[Image-grounded pointing data]
----------

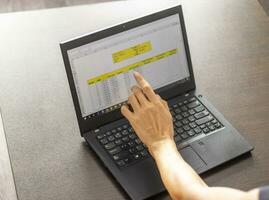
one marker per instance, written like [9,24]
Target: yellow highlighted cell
[131,52]
[132,66]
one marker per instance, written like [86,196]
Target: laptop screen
[103,70]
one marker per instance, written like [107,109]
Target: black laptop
[100,69]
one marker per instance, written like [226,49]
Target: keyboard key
[179,130]
[118,135]
[212,127]
[177,111]
[191,99]
[204,120]
[191,133]
[125,139]
[217,125]
[139,147]
[192,112]
[116,157]
[100,136]
[199,109]
[185,114]
[214,121]
[185,121]
[108,133]
[114,151]
[202,126]
[201,114]
[132,150]
[138,141]
[118,142]
[131,144]
[183,108]
[130,130]
[191,118]
[184,136]
[178,139]
[111,138]
[121,163]
[124,146]
[193,104]
[178,117]
[206,130]
[193,125]
[178,124]
[104,141]
[144,153]
[197,130]
[124,132]
[136,156]
[110,145]
[132,136]
[186,127]
[174,106]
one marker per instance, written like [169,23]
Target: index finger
[145,86]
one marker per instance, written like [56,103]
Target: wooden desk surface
[229,44]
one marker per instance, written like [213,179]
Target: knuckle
[146,88]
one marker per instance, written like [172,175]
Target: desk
[229,44]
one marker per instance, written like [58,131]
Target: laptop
[100,69]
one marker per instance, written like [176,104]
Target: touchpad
[191,157]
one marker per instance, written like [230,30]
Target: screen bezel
[166,92]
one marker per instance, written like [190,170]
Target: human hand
[150,118]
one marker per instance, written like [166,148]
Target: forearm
[178,177]
[183,183]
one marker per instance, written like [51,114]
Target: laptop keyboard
[190,118]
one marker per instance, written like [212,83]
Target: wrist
[160,146]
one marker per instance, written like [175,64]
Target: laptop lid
[100,65]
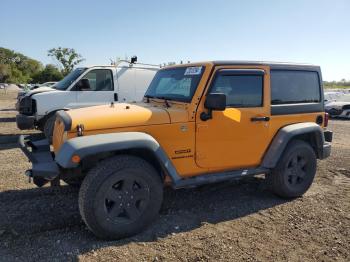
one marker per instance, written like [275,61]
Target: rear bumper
[25,122]
[38,152]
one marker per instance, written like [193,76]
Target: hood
[118,115]
[40,90]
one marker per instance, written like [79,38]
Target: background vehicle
[198,123]
[85,86]
[22,93]
[340,107]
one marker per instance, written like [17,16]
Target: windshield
[344,98]
[69,79]
[177,84]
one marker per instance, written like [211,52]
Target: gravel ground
[228,222]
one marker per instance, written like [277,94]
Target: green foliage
[16,67]
[50,73]
[68,58]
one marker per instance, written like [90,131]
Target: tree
[4,72]
[50,73]
[68,58]
[16,67]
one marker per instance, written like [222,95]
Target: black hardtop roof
[273,65]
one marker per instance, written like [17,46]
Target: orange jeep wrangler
[198,123]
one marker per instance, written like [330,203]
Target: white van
[84,86]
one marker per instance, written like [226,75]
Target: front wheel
[120,197]
[295,171]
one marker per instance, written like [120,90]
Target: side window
[100,80]
[240,90]
[291,86]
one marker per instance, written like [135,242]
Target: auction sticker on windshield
[194,70]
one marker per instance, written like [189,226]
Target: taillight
[326,117]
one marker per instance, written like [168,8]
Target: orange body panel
[229,140]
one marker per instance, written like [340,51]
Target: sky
[305,31]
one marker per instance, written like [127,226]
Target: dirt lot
[229,222]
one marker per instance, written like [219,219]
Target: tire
[295,170]
[120,197]
[48,127]
[73,182]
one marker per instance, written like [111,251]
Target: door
[238,136]
[101,89]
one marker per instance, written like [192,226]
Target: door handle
[260,118]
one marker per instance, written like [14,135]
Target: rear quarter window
[293,86]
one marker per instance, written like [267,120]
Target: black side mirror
[83,85]
[214,101]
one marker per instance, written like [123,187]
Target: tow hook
[29,174]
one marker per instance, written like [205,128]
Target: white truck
[83,87]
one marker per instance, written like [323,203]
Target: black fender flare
[286,134]
[90,145]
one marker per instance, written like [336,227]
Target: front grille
[58,135]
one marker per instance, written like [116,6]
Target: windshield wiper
[165,101]
[159,97]
[148,97]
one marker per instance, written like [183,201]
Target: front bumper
[38,152]
[25,122]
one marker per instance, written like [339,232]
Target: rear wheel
[295,170]
[120,197]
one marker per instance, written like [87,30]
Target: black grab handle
[260,118]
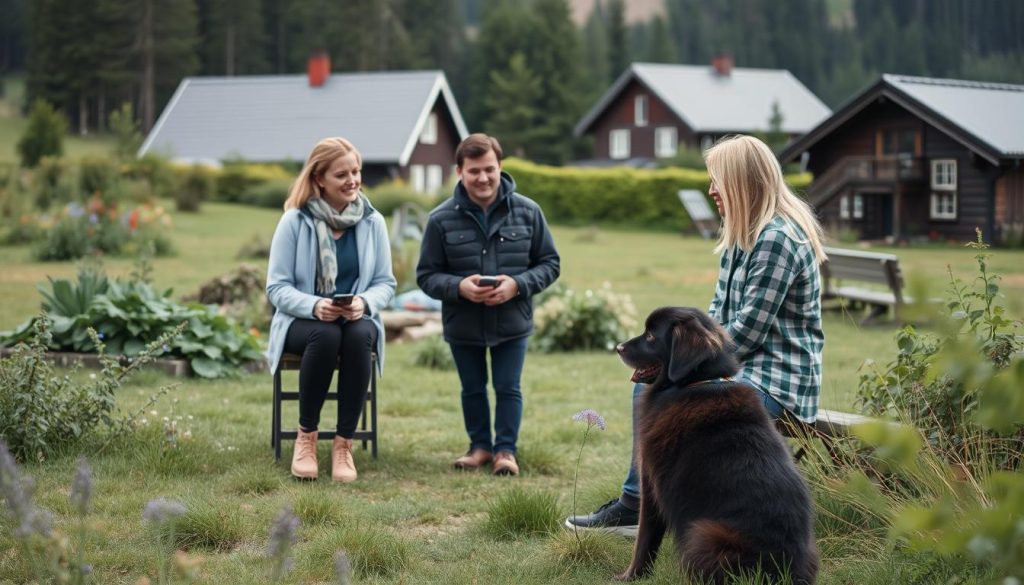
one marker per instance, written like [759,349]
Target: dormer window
[429,133]
[640,110]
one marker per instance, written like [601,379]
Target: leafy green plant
[567,321]
[45,412]
[129,315]
[930,383]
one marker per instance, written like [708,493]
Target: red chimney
[318,69]
[722,64]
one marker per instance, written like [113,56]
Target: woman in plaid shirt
[767,297]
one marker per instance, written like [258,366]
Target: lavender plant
[160,515]
[592,419]
[279,546]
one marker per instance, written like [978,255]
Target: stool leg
[275,417]
[373,409]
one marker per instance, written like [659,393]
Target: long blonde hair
[753,192]
[325,153]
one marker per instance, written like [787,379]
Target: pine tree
[235,42]
[660,48]
[620,55]
[595,54]
[511,97]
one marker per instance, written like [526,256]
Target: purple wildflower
[81,487]
[591,417]
[161,510]
[342,568]
[17,493]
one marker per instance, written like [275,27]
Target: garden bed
[169,366]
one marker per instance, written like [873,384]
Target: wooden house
[406,124]
[653,110]
[912,158]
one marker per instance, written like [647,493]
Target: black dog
[713,467]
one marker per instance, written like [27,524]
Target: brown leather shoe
[304,457]
[473,459]
[505,464]
[342,465]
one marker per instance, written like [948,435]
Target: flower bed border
[171,367]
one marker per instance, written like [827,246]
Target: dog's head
[679,345]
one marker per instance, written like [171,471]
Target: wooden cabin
[912,158]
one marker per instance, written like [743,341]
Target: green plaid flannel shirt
[769,300]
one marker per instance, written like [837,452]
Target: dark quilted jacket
[517,244]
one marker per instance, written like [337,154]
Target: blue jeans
[506,369]
[632,484]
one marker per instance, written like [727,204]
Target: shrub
[99,176]
[617,196]
[46,413]
[52,182]
[239,294]
[198,183]
[944,403]
[237,179]
[130,314]
[44,135]
[157,172]
[566,320]
[387,197]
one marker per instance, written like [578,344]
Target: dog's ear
[692,344]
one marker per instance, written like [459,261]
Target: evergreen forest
[523,70]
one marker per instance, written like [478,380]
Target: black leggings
[321,344]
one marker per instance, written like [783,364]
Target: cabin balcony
[875,172]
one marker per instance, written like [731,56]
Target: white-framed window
[619,143]
[944,174]
[666,141]
[429,133]
[417,178]
[434,180]
[640,110]
[943,205]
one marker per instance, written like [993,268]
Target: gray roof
[993,113]
[281,117]
[707,101]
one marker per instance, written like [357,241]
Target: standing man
[485,252]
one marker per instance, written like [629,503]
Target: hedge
[619,196]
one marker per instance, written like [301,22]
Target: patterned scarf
[326,219]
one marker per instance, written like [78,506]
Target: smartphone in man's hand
[342,299]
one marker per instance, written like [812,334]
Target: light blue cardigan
[291,276]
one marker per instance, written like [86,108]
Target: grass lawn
[410,518]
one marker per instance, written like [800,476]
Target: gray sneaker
[611,517]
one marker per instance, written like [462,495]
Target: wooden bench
[846,265]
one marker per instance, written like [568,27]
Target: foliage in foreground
[130,314]
[944,475]
[46,412]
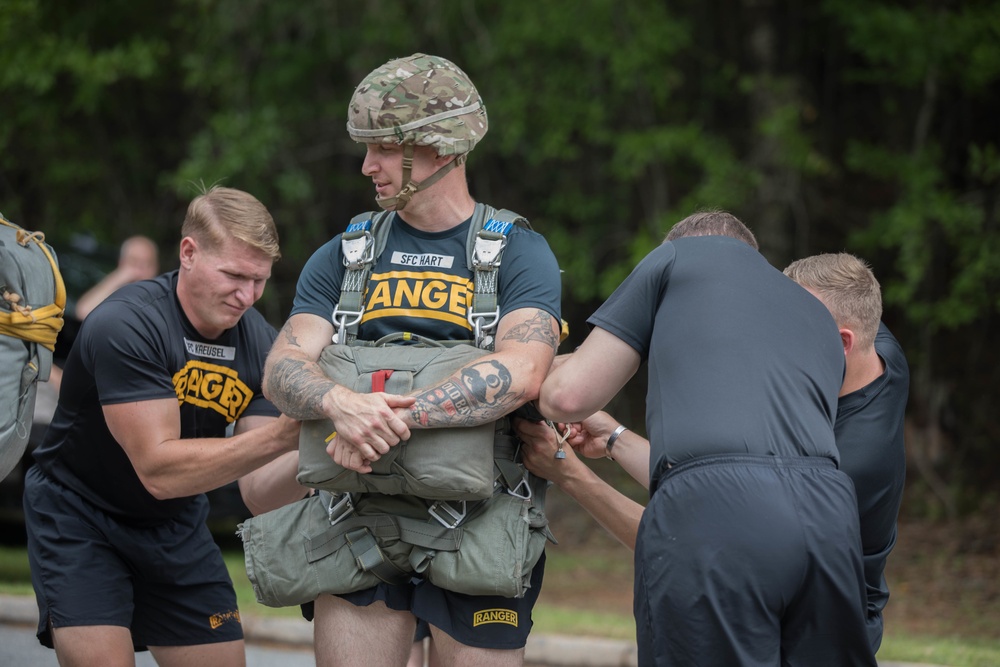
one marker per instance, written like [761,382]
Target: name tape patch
[210,351]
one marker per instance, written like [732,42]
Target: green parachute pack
[31,317]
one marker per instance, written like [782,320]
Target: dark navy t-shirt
[869,432]
[421,283]
[138,345]
[742,360]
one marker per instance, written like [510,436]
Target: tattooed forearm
[296,390]
[480,394]
[538,328]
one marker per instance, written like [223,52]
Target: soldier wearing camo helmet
[420,100]
[418,118]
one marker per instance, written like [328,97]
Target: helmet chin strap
[399,201]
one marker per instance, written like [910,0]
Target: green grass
[552,619]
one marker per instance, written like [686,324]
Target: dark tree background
[871,126]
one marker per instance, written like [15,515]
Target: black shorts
[751,560]
[168,583]
[482,621]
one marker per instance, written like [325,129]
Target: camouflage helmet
[421,100]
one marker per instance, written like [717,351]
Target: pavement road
[287,642]
[20,648]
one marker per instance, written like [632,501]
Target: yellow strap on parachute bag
[32,302]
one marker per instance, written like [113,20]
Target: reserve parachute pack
[453,505]
[31,317]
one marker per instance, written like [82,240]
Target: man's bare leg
[447,651]
[220,654]
[346,635]
[93,646]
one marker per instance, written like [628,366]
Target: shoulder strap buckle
[358,248]
[488,249]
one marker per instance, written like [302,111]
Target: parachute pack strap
[361,244]
[378,380]
[484,250]
[40,324]
[370,557]
[429,535]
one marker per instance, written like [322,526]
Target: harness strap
[365,239]
[40,324]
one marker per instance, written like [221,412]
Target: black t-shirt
[421,283]
[869,433]
[742,360]
[137,346]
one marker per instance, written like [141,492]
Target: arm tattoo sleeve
[297,391]
[481,393]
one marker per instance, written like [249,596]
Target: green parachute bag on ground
[31,316]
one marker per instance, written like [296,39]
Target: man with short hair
[869,427]
[870,409]
[419,117]
[748,551]
[115,505]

----------

**Activity**
Reproduce, exactly as they stand in the data above, the lines from the one that holds "one marker per instance, written like [17,46]" to the one that holds "one marker per instance, written like [135,242]", inclusive.

**Answer to this problem**
one marker per instance, written like [17,46]
Target: orange jeep wrangler
[198,123]
one marker per instance, written like [330,203]
Target: white van
[84,86]
one marker per instance, written like [226,75]
Target: front wheel
[120,197]
[295,171]
one marker per instance, written like [120,90]
Target: side window
[100,80]
[240,90]
[291,86]
one marker per instance, written like [135,242]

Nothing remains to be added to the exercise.